• WRITTEN TASK:
Copy the entries below verbatim, from the line containing "tag: building facade => bbox" through the line containing "[351,266,368,277]", both included.

• TASK MATERIAL:
..........
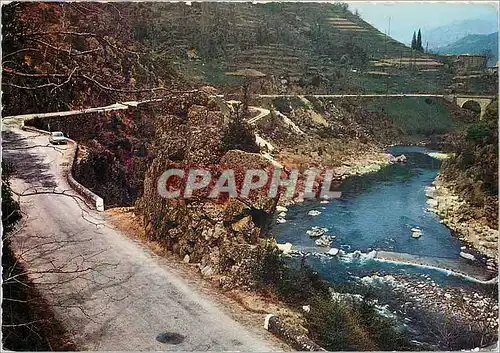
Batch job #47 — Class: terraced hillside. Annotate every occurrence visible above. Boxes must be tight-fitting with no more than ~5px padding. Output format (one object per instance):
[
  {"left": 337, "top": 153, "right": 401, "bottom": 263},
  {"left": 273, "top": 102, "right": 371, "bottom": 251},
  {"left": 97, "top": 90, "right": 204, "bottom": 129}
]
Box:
[{"left": 134, "top": 3, "right": 451, "bottom": 93}]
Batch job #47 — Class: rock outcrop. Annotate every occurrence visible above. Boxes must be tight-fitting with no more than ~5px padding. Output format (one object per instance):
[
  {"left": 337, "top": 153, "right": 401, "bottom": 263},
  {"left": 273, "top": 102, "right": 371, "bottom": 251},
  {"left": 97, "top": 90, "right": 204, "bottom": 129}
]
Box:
[
  {"left": 135, "top": 92, "right": 278, "bottom": 287},
  {"left": 426, "top": 177, "right": 498, "bottom": 259}
]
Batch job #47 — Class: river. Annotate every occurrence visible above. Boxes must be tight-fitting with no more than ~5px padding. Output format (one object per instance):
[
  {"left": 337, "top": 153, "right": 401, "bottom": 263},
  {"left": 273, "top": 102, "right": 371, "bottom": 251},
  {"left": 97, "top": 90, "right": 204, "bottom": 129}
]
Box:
[{"left": 273, "top": 146, "right": 498, "bottom": 348}]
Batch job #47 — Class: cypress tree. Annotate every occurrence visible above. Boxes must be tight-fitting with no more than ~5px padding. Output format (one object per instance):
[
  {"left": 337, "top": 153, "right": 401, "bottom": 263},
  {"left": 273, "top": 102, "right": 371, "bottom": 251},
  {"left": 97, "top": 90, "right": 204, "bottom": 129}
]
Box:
[
  {"left": 411, "top": 31, "right": 417, "bottom": 49},
  {"left": 415, "top": 28, "right": 424, "bottom": 51}
]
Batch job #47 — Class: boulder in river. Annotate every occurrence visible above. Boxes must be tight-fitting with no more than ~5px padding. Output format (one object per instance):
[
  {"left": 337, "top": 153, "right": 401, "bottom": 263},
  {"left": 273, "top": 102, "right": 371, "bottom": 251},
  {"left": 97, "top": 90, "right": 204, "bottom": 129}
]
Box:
[
  {"left": 308, "top": 210, "right": 321, "bottom": 216},
  {"left": 410, "top": 227, "right": 422, "bottom": 239},
  {"left": 306, "top": 226, "right": 328, "bottom": 238},
  {"left": 460, "top": 251, "right": 476, "bottom": 261},
  {"left": 276, "top": 206, "right": 288, "bottom": 212},
  {"left": 315, "top": 235, "right": 333, "bottom": 247},
  {"left": 276, "top": 243, "right": 293, "bottom": 255},
  {"left": 326, "top": 248, "right": 340, "bottom": 256},
  {"left": 276, "top": 217, "right": 286, "bottom": 224},
  {"left": 394, "top": 154, "right": 407, "bottom": 163}
]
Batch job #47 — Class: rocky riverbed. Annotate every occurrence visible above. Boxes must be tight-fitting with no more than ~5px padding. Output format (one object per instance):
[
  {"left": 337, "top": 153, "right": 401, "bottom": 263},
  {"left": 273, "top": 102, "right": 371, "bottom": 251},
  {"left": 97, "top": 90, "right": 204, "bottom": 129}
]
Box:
[
  {"left": 361, "top": 274, "right": 499, "bottom": 350},
  {"left": 426, "top": 176, "right": 498, "bottom": 262}
]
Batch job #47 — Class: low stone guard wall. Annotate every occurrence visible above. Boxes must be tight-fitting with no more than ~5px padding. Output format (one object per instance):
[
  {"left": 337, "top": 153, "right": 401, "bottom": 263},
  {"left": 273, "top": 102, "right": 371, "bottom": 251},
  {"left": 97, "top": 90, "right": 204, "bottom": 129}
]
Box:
[
  {"left": 21, "top": 121, "right": 104, "bottom": 211},
  {"left": 264, "top": 314, "right": 326, "bottom": 352}
]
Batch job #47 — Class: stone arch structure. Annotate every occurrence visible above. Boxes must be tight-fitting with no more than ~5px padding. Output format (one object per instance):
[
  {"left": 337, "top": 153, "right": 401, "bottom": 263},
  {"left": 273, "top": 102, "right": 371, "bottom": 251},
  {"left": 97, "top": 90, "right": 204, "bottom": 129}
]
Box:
[{"left": 455, "top": 97, "right": 493, "bottom": 120}]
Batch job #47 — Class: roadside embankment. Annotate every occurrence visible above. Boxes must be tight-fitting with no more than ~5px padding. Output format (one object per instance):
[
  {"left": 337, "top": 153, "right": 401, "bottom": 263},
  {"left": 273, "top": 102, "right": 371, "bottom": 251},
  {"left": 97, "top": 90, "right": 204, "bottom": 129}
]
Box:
[{"left": 426, "top": 176, "right": 498, "bottom": 266}]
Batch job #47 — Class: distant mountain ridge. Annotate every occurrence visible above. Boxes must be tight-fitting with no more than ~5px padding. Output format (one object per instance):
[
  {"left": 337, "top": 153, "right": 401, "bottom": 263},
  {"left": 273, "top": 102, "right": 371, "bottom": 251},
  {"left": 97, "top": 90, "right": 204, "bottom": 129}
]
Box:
[
  {"left": 422, "top": 17, "right": 498, "bottom": 49},
  {"left": 433, "top": 32, "right": 498, "bottom": 66}
]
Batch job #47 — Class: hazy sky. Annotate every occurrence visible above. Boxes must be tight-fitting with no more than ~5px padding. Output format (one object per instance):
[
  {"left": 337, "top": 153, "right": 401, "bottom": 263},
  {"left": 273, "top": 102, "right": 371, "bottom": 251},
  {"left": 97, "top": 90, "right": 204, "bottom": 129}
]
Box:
[{"left": 349, "top": 1, "right": 498, "bottom": 43}]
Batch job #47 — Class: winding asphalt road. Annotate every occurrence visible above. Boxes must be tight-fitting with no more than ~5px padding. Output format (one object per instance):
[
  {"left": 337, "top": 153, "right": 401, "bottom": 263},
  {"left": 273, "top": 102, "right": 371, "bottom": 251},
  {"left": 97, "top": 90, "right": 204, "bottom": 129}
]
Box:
[{"left": 2, "top": 126, "right": 280, "bottom": 351}]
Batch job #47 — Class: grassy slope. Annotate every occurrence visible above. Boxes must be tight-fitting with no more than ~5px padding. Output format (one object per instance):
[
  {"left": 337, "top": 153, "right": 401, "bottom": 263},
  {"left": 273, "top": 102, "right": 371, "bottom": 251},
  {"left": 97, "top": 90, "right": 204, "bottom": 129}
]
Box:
[
  {"left": 130, "top": 3, "right": 450, "bottom": 92},
  {"left": 367, "top": 97, "right": 460, "bottom": 136}
]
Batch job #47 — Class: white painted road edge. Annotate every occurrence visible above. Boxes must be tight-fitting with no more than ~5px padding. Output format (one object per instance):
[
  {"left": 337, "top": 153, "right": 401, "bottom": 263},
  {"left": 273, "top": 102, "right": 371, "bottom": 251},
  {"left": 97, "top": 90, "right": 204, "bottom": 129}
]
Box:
[{"left": 21, "top": 120, "right": 104, "bottom": 212}]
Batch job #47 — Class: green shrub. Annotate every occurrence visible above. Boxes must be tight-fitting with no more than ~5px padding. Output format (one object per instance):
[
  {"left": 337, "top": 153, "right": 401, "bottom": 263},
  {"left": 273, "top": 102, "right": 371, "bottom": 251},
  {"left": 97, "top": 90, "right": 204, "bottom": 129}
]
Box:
[{"left": 466, "top": 121, "right": 491, "bottom": 142}]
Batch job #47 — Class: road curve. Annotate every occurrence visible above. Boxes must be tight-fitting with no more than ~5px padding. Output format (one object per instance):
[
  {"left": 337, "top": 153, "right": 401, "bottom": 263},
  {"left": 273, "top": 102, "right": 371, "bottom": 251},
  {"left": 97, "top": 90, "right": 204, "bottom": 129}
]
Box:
[{"left": 3, "top": 129, "right": 280, "bottom": 351}]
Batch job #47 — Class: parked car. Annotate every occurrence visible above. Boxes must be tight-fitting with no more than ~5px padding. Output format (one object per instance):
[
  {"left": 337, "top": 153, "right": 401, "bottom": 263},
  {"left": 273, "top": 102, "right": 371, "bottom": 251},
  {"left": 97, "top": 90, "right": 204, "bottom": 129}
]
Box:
[{"left": 49, "top": 131, "right": 67, "bottom": 145}]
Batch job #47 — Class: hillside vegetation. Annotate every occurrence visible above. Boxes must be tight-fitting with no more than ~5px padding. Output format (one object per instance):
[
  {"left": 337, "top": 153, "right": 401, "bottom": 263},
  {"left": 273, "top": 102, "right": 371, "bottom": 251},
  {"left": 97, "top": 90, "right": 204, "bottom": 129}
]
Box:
[
  {"left": 132, "top": 3, "right": 451, "bottom": 92},
  {"left": 434, "top": 32, "right": 498, "bottom": 66}
]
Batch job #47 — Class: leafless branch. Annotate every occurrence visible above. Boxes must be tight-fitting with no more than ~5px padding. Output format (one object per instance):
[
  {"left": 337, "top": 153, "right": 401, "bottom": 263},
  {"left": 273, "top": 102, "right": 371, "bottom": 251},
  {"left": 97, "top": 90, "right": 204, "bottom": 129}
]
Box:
[
  {"left": 22, "top": 31, "right": 97, "bottom": 37},
  {"left": 2, "top": 66, "right": 78, "bottom": 91},
  {"left": 31, "top": 39, "right": 102, "bottom": 55}
]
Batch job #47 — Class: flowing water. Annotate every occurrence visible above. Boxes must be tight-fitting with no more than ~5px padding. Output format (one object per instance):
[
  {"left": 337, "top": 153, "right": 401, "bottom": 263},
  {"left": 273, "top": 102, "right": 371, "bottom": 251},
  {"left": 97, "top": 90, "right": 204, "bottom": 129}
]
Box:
[{"left": 273, "top": 146, "right": 494, "bottom": 346}]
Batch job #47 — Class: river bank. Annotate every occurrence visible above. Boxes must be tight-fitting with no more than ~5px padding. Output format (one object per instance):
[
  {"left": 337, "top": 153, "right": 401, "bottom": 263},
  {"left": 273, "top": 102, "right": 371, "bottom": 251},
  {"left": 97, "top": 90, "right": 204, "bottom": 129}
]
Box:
[{"left": 426, "top": 176, "right": 498, "bottom": 264}]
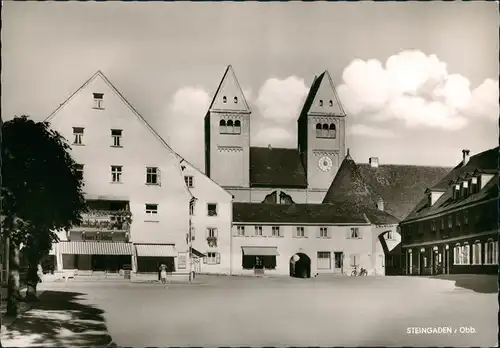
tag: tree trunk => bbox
[24,260,39,302]
[7,245,22,317]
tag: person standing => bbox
[160,264,167,284]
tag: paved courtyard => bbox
[2,276,498,347]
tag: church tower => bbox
[205,65,251,188]
[298,71,346,192]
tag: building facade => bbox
[205,66,346,203]
[47,72,232,280]
[401,147,499,275]
[231,203,399,278]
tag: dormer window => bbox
[94,93,104,110]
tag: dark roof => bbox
[250,147,307,188]
[405,147,499,220]
[323,156,451,219]
[233,202,399,224]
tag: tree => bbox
[1,116,87,315]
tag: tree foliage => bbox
[1,116,86,308]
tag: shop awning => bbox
[135,244,177,257]
[191,248,206,257]
[241,247,279,256]
[59,242,133,255]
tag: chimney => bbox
[377,198,384,211]
[369,157,378,168]
[462,149,470,166]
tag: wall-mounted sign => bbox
[177,253,187,269]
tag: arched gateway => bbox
[290,253,311,278]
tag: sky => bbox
[1,1,499,168]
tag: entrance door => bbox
[254,256,264,274]
[333,252,344,274]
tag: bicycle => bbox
[351,266,368,277]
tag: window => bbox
[328,123,337,139]
[453,244,462,265]
[236,226,245,237]
[146,167,160,185]
[76,164,83,180]
[184,175,194,188]
[472,240,482,265]
[233,120,241,134]
[485,239,498,265]
[207,203,217,216]
[219,120,227,134]
[205,252,220,265]
[460,242,470,265]
[316,123,322,138]
[189,200,195,216]
[111,129,122,147]
[350,254,359,267]
[272,226,280,237]
[73,127,84,145]
[207,227,217,238]
[295,227,305,238]
[226,120,234,134]
[111,166,123,182]
[94,93,104,109]
[254,226,262,236]
[146,203,158,216]
[321,123,328,138]
[349,227,361,239]
[318,251,332,269]
[319,227,328,238]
..........
• COMPLETE RESPONSE:
tag: building facade => bbox
[205,66,346,203]
[47,72,232,280]
[401,147,499,275]
[231,203,399,278]
tag: dormer window => bbox
[94,93,104,110]
tag: dark roof => bbox
[250,147,307,188]
[405,147,499,220]
[323,156,451,219]
[233,202,399,224]
tag: tree => bbox
[1,116,87,315]
tag: tree foliage => bbox
[1,116,86,308]
tag: shop awning => bbox
[135,244,177,257]
[191,248,206,257]
[241,247,279,256]
[59,242,133,255]
tag: chimney => bbox
[377,198,384,211]
[369,157,378,168]
[462,149,470,166]
tag: wall-mounted sign => bbox
[177,253,187,269]
tag: arched gateway => bbox
[290,253,311,278]
tag: sky => bbox
[1,1,499,168]
tag: entrance door => bbox
[254,256,264,274]
[333,252,344,274]
tag: bicycle => bbox
[351,266,368,277]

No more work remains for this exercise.